== The exercise ==
In each row, change every "residential building" to "apartment block" and leave everything else untouched.
--- Start ---
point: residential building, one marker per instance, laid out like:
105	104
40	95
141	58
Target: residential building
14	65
--- End ---
== Worked answer ==
point: apartment block, one marker per instance, laid out like:
105	104
40	95
141	58
Target: apartment block
14	65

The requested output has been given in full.